**TO BE DONE**
State how many of the rows below contain the string "jersey", treating uppercase and lowercase letters as distinct. Reply with the number alone.

(Lines of data)
--------------------------------
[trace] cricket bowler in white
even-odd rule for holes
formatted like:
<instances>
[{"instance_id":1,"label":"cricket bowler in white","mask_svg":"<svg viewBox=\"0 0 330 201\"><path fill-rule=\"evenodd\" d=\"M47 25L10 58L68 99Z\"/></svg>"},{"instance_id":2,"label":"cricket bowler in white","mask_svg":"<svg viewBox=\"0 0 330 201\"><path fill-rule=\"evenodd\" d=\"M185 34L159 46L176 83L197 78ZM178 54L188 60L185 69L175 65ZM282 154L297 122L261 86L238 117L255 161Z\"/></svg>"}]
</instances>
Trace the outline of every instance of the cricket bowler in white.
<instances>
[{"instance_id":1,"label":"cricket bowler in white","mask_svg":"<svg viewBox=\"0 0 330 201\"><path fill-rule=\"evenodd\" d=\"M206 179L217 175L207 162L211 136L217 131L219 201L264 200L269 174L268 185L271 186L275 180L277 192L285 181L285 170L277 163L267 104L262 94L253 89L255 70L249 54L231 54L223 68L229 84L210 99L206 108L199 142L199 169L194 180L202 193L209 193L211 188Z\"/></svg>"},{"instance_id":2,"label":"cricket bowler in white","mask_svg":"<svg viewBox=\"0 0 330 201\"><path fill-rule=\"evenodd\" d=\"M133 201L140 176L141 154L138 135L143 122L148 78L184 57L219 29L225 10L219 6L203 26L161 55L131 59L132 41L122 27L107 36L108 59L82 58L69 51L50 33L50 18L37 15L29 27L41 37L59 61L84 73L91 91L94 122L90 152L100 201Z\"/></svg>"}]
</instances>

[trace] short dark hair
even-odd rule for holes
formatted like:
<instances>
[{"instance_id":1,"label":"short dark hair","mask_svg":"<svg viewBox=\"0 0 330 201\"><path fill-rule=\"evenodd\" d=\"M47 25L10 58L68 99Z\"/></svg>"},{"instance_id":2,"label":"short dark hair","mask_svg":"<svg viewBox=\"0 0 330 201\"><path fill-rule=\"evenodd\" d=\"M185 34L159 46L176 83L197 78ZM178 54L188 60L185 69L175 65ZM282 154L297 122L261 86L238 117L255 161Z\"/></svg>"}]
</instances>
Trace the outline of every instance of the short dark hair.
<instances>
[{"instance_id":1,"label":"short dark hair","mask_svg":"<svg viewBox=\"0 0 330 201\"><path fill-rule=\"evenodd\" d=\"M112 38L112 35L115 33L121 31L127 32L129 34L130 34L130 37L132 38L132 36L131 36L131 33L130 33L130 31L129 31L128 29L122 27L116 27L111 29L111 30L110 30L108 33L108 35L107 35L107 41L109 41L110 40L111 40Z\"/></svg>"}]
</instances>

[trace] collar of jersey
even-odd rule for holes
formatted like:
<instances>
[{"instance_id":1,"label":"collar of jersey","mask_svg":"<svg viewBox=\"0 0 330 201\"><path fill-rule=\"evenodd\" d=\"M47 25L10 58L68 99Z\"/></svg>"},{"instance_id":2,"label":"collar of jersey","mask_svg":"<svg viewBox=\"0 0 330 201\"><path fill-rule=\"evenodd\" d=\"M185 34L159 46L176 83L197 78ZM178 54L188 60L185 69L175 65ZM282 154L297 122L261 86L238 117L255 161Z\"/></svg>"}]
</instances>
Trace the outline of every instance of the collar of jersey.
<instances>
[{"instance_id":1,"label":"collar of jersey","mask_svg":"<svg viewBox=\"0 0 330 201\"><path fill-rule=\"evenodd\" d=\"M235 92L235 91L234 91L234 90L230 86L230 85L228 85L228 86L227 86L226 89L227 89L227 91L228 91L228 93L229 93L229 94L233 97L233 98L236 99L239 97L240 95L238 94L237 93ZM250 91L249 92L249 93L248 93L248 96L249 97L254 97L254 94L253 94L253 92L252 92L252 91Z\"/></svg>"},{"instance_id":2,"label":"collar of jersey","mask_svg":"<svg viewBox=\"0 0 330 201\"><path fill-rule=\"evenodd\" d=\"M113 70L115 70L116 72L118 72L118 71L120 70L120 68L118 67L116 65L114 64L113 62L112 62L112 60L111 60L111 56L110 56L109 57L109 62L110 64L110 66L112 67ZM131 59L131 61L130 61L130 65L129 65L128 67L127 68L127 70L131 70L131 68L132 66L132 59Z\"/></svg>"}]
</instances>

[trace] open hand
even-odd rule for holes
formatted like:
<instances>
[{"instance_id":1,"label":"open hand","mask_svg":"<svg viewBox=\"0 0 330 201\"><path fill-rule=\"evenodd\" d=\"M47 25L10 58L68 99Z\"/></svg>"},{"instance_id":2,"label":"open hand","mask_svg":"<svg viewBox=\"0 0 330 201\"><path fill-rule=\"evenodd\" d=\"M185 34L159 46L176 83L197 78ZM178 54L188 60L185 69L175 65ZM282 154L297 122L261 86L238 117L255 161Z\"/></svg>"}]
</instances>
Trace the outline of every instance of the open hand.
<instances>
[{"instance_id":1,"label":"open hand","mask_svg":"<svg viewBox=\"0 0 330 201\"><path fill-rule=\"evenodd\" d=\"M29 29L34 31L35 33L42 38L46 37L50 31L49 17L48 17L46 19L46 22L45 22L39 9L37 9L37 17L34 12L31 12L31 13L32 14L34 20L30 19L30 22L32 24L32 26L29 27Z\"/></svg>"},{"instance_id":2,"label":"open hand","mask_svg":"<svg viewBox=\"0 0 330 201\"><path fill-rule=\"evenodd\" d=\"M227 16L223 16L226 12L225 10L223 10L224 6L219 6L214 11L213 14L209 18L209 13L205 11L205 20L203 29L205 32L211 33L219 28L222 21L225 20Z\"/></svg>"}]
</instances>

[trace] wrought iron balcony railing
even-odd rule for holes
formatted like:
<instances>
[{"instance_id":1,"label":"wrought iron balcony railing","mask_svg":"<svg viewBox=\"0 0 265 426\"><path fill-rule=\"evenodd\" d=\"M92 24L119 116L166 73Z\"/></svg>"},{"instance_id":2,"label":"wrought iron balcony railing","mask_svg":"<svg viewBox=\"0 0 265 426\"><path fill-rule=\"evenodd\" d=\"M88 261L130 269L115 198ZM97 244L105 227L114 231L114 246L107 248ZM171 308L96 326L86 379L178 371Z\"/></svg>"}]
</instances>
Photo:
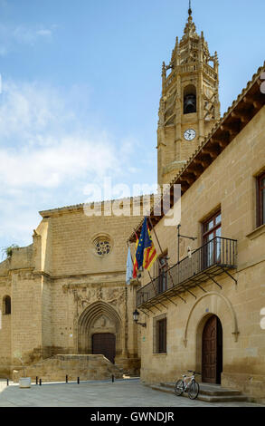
--------------------------------
**OUTPUT FOR THIS EXERCISE**
4